▸ WHAT YOU SHOULD DO
All of the data is to be printed again exactly as it appears.

▸ RECORDS TO PROCESS
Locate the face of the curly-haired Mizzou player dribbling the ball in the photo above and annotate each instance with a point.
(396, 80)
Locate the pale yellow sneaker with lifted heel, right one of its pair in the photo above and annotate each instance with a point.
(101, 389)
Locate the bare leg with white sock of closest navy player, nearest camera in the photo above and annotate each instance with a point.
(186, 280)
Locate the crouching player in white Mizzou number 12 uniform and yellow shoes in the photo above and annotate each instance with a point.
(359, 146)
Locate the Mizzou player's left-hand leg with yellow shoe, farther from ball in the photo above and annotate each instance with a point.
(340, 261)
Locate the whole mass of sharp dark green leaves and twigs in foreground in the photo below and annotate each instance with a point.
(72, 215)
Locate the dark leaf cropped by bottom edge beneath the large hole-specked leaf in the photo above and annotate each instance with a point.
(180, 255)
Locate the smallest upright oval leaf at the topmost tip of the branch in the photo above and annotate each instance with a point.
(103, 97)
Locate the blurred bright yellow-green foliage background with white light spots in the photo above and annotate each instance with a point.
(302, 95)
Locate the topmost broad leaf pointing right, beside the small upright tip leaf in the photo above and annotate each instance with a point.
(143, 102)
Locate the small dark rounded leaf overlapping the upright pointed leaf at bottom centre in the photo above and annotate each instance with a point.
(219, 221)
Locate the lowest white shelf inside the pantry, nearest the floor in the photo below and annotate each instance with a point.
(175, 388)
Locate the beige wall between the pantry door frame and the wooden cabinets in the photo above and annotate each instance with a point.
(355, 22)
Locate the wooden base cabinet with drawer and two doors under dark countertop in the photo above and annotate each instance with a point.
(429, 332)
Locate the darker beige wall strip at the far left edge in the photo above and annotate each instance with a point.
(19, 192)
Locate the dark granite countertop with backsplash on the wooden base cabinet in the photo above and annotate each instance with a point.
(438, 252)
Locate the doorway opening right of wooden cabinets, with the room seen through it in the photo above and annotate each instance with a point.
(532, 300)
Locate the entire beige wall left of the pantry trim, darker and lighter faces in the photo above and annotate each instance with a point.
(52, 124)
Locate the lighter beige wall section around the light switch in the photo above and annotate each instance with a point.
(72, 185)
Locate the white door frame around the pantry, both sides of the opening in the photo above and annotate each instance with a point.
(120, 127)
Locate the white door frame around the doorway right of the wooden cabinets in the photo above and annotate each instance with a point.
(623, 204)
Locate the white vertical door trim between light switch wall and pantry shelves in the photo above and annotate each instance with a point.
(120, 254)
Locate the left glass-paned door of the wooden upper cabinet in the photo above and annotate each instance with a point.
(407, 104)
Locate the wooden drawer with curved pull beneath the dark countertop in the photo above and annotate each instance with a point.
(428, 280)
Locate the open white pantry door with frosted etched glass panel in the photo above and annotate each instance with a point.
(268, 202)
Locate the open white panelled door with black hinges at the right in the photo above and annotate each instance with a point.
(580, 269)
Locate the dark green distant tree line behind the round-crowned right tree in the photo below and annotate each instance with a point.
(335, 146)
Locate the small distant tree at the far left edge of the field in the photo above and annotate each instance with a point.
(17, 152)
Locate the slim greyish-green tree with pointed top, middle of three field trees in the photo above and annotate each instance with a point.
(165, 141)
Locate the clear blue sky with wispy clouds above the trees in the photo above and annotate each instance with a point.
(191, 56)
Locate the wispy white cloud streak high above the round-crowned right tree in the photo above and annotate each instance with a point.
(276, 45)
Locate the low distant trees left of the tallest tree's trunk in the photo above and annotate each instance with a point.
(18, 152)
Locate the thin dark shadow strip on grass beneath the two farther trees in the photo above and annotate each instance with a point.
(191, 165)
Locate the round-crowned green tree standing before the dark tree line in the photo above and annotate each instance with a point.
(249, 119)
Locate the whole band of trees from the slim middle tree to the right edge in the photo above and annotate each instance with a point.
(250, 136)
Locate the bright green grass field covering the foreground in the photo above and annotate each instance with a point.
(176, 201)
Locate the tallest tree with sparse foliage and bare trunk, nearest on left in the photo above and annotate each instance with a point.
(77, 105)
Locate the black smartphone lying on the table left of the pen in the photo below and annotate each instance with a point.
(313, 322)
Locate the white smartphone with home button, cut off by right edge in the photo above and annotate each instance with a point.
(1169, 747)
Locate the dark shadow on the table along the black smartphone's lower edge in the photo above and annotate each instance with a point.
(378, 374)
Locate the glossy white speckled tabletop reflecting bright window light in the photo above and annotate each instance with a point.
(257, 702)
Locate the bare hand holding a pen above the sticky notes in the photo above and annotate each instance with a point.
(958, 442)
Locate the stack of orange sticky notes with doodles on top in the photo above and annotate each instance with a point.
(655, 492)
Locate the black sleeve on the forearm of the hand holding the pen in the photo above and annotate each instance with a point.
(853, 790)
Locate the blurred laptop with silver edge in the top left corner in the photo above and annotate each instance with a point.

▸ COMPLETED TASK
Locate the face of the curly-haired Mizzou player dribbling the ball in the photo above and annotate each instance with a point.
(396, 80)
Locate the pale yellow sneaker with lifted heel, right one of its pair in the photo above and annotate each instance with a point.
(101, 389)
Locate the bare leg with white sock of closest navy player, nearest camera in the photo above and annotate each instance with a point.
(186, 280)
Locate the crouching player in white Mizzou number 12 uniform and yellow shoes in the photo above and annotate each instance with a point.
(359, 146)
Locate the Mizzou player's left-hand leg with yellow shoe, farther from ball in the photo above and annotate each instance with a point.
(340, 261)
Locate the whole mass of sharp dark green leaves and twigs in foreground in the photo below and annotate each instance with a point.
(72, 215)
Locate the dark leaf cropped by bottom edge beneath the large hole-specked leaf in the photo above and annotate each instance with a point.
(180, 255)
Locate the smallest upright oval leaf at the topmost tip of the branch in the photo above and annotate each instance with a point.
(103, 97)
Locate the blurred bright yellow-green foliage background with white light spots in the photo above and annotate each instance with a point.
(302, 95)
Locate the topmost broad leaf pointing right, beside the small upright tip leaf in the photo above and annotate each instance with a point.
(143, 102)
Locate the small dark rounded leaf overlapping the upright pointed leaf at bottom centre in the photo above and annotate each instance with a point.
(219, 221)
Locate the lowest white shelf inside the pantry, nearest the floor in the photo below and annotate each instance with a point.
(175, 388)
Locate the beige wall between the pantry door frame and the wooden cabinets in the photo above and annotate each instance with a point.
(355, 22)
Locate the wooden base cabinet with drawer and two doors under dark countertop in the photo above and annotate each instance with a point.
(429, 332)
Locate the darker beige wall strip at the far left edge in the photo above and annotate each instance with a point.
(19, 192)
Locate the dark granite countertop with backsplash on the wooden base cabinet in the photo above and annotate each instance with a point.
(438, 252)
Locate the doorway opening right of wooden cabinets, with the room seen through it in the photo above and annotate each instance with a point.
(532, 300)
Locate the entire beige wall left of the pantry trim, darker and lighter faces in the photo above and annotate each instance with a point.
(52, 124)
Locate the lighter beige wall section around the light switch in the photo above and annotate each instance with a point.
(72, 185)
Locate the white door frame around the pantry, both sides of the opening in the photo above and annotate each instance with a point.
(120, 127)
Locate the white door frame around the doorway right of the wooden cabinets in the photo above and annotate each instance with a point.
(623, 204)
Locate the white vertical door trim between light switch wall and pantry shelves in the photo above and annotate each instance with a point.
(120, 254)
Locate the left glass-paned door of the wooden upper cabinet in the photo above and annotate each instance with a point.
(407, 104)
Locate the wooden drawer with curved pull beneath the dark countertop in the photo above and annotate each instance with a point.
(428, 280)
Locate the open white pantry door with frosted etched glass panel in the photo above and annotate each instance with a point.
(268, 202)
Locate the open white panelled door with black hinges at the right in the photo above and annotate each instance with a point.
(580, 269)
Locate the dark green distant tree line behind the round-crowned right tree in the photo below and annotate each instance with a point.
(335, 146)
Locate the small distant tree at the far left edge of the field in the photo above and annotate each instance with a point.
(17, 152)
Locate the slim greyish-green tree with pointed top, middle of three field trees in the photo above and annotate each instance with a point.
(165, 141)
Locate the clear blue sky with wispy clouds above the trees in the photo above and annotate each instance with a point.
(191, 56)
Locate the wispy white cloud streak high above the round-crowned right tree in the photo above and annotate each instance with a point.
(276, 45)
Locate the low distant trees left of the tallest tree's trunk in the photo above and annotate each instance with a point.
(18, 152)
Locate the thin dark shadow strip on grass beneath the two farther trees in the photo above and annotate each instance with a point.
(191, 165)
Locate the round-crowned green tree standing before the dark tree line in the photo above and annotate each instance with a point.
(249, 119)
Locate the whole band of trees from the slim middle tree to the right edge in the photo above and annotate each instance with a point.
(250, 136)
Locate the bright green grass field covering the foreground in the photo above and annotate each instance with a point.
(176, 201)
Locate the tallest tree with sparse foliage and bare trunk, nearest on left in the photo above and annotate each instance with a point.
(77, 105)
Locate the black smartphone lying on the table left of the pen in the photo below and annotate each instance with a point.
(313, 322)
Locate the white smartphone with home button, cut off by right edge in the photo above and annotate each instance with a point.
(1169, 747)
Locate the dark shadow on the table along the black smartphone's lower edge in the photo above and annotate each instance with a point.
(378, 374)
Locate the glossy white speckled tabletop reflecting bright window light in the photo above and annotate each instance with a point.
(257, 702)
Locate the bare hand holding a pen above the sticky notes in the photo above and annotate each instance with a point.
(958, 442)
Locate the stack of orange sticky notes with doodles on top in the photo above and annotate each instance with a point.
(655, 492)
Locate the black sleeve on the forearm of the hand holding the pen in the photo above and annotate each instance with a point.
(853, 790)
Locate the blurred laptop with silver edge in the top left corner in the photo above and annotate each instance with a point.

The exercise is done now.